* TO-DO ITEM *
Write out all the data below exactly.

* MATERIAL SHOWN *
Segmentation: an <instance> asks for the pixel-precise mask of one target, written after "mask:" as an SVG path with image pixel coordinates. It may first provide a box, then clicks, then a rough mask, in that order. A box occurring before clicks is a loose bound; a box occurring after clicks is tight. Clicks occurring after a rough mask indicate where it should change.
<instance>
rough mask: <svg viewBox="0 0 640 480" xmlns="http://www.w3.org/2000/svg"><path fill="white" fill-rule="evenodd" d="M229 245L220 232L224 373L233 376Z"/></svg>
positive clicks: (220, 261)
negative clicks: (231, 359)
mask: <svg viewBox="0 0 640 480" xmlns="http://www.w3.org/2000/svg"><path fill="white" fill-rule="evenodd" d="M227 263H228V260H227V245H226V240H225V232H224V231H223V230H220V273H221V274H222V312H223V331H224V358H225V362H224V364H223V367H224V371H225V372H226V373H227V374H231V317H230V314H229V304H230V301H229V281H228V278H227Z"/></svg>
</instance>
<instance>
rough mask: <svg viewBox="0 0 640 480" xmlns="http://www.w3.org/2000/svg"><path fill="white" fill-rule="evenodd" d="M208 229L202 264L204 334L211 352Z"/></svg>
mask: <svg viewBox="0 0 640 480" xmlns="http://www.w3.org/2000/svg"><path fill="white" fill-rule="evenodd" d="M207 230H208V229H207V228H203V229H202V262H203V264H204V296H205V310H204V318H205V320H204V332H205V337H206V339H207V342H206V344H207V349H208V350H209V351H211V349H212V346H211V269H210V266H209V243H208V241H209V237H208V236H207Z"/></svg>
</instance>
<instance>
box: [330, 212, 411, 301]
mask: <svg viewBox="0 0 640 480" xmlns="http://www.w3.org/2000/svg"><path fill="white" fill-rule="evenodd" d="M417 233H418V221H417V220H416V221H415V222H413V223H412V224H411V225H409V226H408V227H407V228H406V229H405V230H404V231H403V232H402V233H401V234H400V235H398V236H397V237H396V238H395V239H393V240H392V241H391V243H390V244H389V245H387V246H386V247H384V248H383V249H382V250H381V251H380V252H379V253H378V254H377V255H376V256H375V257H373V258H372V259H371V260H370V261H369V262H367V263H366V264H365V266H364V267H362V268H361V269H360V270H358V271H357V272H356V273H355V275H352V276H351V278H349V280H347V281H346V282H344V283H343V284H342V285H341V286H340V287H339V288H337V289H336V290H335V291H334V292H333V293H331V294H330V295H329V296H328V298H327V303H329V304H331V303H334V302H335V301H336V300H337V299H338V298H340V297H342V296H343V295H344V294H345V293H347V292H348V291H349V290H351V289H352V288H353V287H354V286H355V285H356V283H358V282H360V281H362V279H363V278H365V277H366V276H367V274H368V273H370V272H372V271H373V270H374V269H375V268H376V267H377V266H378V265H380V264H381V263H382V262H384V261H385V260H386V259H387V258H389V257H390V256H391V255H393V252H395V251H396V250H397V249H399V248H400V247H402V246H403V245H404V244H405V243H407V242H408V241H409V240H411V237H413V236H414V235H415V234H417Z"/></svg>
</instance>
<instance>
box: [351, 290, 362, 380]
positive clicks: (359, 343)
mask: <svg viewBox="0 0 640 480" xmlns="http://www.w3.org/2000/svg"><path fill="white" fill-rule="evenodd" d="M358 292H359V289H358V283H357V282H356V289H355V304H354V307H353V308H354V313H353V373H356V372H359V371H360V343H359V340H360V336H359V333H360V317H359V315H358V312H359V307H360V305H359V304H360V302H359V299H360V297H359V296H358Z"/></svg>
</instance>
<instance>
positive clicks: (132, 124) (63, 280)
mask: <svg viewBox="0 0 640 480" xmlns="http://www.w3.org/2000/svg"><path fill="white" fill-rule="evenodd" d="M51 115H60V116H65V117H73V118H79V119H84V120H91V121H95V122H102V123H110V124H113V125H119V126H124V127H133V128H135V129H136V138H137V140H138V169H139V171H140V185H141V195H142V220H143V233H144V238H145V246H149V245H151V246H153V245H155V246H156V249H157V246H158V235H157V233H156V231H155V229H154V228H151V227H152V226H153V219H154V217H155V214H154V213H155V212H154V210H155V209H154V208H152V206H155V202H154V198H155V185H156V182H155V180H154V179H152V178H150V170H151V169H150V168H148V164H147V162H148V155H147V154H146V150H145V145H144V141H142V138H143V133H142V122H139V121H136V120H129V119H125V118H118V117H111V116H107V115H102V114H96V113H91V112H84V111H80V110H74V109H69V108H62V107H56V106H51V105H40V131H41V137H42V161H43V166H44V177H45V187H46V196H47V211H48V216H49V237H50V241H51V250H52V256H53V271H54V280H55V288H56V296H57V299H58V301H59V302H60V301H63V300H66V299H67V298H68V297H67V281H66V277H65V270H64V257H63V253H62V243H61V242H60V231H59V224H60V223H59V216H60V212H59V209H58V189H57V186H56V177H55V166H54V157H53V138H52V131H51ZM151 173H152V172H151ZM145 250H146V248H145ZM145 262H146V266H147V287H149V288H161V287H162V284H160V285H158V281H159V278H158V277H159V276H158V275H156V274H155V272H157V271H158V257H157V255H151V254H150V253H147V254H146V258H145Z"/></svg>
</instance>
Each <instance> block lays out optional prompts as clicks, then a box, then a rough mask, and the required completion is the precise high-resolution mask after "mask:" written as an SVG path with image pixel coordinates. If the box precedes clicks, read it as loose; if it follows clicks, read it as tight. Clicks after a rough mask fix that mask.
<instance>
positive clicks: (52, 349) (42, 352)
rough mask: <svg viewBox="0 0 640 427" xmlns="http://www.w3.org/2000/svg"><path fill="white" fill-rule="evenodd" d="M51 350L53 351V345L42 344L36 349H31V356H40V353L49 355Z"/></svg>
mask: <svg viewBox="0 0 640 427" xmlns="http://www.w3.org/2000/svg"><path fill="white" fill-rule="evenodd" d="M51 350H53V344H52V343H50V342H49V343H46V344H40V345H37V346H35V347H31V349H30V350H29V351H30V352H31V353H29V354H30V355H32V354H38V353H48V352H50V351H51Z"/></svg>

* TASK SOLUTION *
Segmentation: an <instance> asks for the pixel-precise mask of one target, written after "mask:" as an SVG path with image pixel coordinates. It may first provide a box, then clicks, then a rough mask, in that order. A box occurring before clicks is a loose bound; a box occurring after clicks is tight. Clicks occurring after a rough mask indicate where it should change.
<instance>
rough mask: <svg viewBox="0 0 640 480" xmlns="http://www.w3.org/2000/svg"><path fill="white" fill-rule="evenodd" d="M229 245L220 232L224 373L233 376Z"/></svg>
positive clicks: (220, 261)
negative clicks: (231, 359)
mask: <svg viewBox="0 0 640 480" xmlns="http://www.w3.org/2000/svg"><path fill="white" fill-rule="evenodd" d="M227 263H228V260H227V245H226V240H225V232H224V231H223V230H220V273H221V274H222V312H223V331H224V358H225V362H224V364H223V367H224V371H225V372H226V373H227V374H231V317H230V314H229V304H230V301H229V281H228V278H227Z"/></svg>
</instance>
<instance>
rough mask: <svg viewBox="0 0 640 480" xmlns="http://www.w3.org/2000/svg"><path fill="white" fill-rule="evenodd" d="M208 229L202 264L204 334L211 352Z"/></svg>
mask: <svg viewBox="0 0 640 480" xmlns="http://www.w3.org/2000/svg"><path fill="white" fill-rule="evenodd" d="M207 230H208V229H207V228H203V229H202V262H203V264H204V296H205V310H204V318H205V320H204V332H205V337H206V339H207V342H206V344H207V349H208V350H209V351H211V349H212V346H211V269H210V266H209V243H208V241H209V237H208V236H207Z"/></svg>
</instance>
<instance>
box: [330, 212, 411, 301]
mask: <svg viewBox="0 0 640 480" xmlns="http://www.w3.org/2000/svg"><path fill="white" fill-rule="evenodd" d="M417 233H418V221H417V220H416V221H415V222H413V223H412V224H411V225H409V226H408V227H407V228H406V229H405V230H404V231H403V232H402V233H401V234H400V235H398V236H397V237H396V238H395V239H393V240H392V241H391V243H390V244H389V245H387V246H386V247H384V248H383V249H382V250H381V251H380V252H379V253H378V254H377V255H376V256H375V257H373V258H372V259H371V260H370V261H369V262H367V263H366V264H365V266H364V267H362V268H361V269H360V270H358V271H357V272H356V273H355V275H352V276H351V278H349V280H347V281H346V282H344V283H343V284H342V285H341V286H340V287H339V288H337V289H336V290H335V291H334V292H333V293H331V294H330V295H329V296H328V298H327V303H329V304H331V303H334V302H335V301H336V300H337V299H338V298H340V297H342V296H343V295H344V294H345V293H347V292H348V291H349V290H351V289H352V288H353V287H354V286H355V285H356V283H358V282H360V281H362V279H363V278H365V277H366V276H367V274H368V273H370V272H372V271H373V270H374V269H375V268H376V267H377V266H378V265H380V264H381V263H382V262H384V261H385V260H386V259H387V258H389V257H390V256H391V255H393V252H395V251H396V250H397V249H399V248H400V247H402V246H403V245H404V244H405V243H407V242H408V241H409V240H411V237H413V236H414V235H415V234H417Z"/></svg>
</instance>
<instance>
box: [351, 290, 362, 380]
positive clicks: (359, 343)
mask: <svg viewBox="0 0 640 480" xmlns="http://www.w3.org/2000/svg"><path fill="white" fill-rule="evenodd" d="M358 292H359V289H358V283H357V282H356V289H355V304H354V307H353V308H354V313H353V373H356V372H359V371H360V343H359V340H360V336H359V333H360V317H359V315H358V312H359V307H360V305H359V304H360V302H359V299H360V297H359V296H358Z"/></svg>
</instance>
<instance>
positive clicks: (132, 124) (63, 280)
mask: <svg viewBox="0 0 640 480" xmlns="http://www.w3.org/2000/svg"><path fill="white" fill-rule="evenodd" d="M51 115H60V116H65V117H73V118H79V119H84V120H91V121H95V122H102V123H110V124H113V125H119V126H124V127H133V128H135V129H136V138H137V140H138V169H139V171H140V185H141V195H142V220H143V233H144V238H145V246H149V245H151V246H153V245H155V246H156V249H157V246H158V235H157V233H156V231H155V229H154V228H151V227H152V226H153V219H154V217H155V214H154V213H155V212H154V210H155V209H154V208H152V206H155V202H154V198H155V185H156V182H155V180H154V179H152V178H150V170H151V169H150V168H148V164H147V162H148V155H147V154H146V150H145V145H144V141H142V138H143V133H142V122H139V121H136V120H129V119H125V118H118V117H111V116H107V115H102V114H96V113H91V112H84V111H80V110H74V109H69V108H62V107H56V106H51V105H40V131H41V137H42V161H43V166H44V177H45V187H46V196H47V211H48V216H49V237H50V241H51V250H52V256H53V271H54V280H55V288H56V296H57V299H58V301H59V302H60V301H63V300H66V299H67V298H68V297H67V281H66V277H65V270H64V257H63V253H62V243H61V242H60V231H59V224H60V223H59V216H60V212H59V209H58V189H57V186H56V177H55V166H54V157H53V138H52V131H51ZM151 173H152V172H151ZM145 250H146V248H145ZM145 262H146V266H147V287H149V288H161V287H162V284H160V285H158V281H159V278H158V277H159V276H158V275H156V274H155V272H157V271H158V257H157V255H151V254H150V253H147V254H146V258H145Z"/></svg>
</instance>
Each <instance> block lays out optional prompts as clicks, then a box, then a rough mask, and the required completion is the precise high-resolution mask after "mask:" written as an SVG path with image pixel coordinates. If the box precedes clicks, read it as loose; if it follows clicks, read it as tight. Clicks after a rough mask fix that mask.
<instance>
positive clicks: (52, 349) (42, 352)
rough mask: <svg viewBox="0 0 640 427" xmlns="http://www.w3.org/2000/svg"><path fill="white" fill-rule="evenodd" d="M51 350L53 351V345L42 344L36 349H31V356H40V353L49 355Z"/></svg>
mask: <svg viewBox="0 0 640 427" xmlns="http://www.w3.org/2000/svg"><path fill="white" fill-rule="evenodd" d="M51 350H53V344H52V343H50V342H49V343H46V344H40V345H37V346H35V347H31V349H30V350H29V351H30V352H31V353H29V354H30V355H32V354H38V353H48V352H50V351H51Z"/></svg>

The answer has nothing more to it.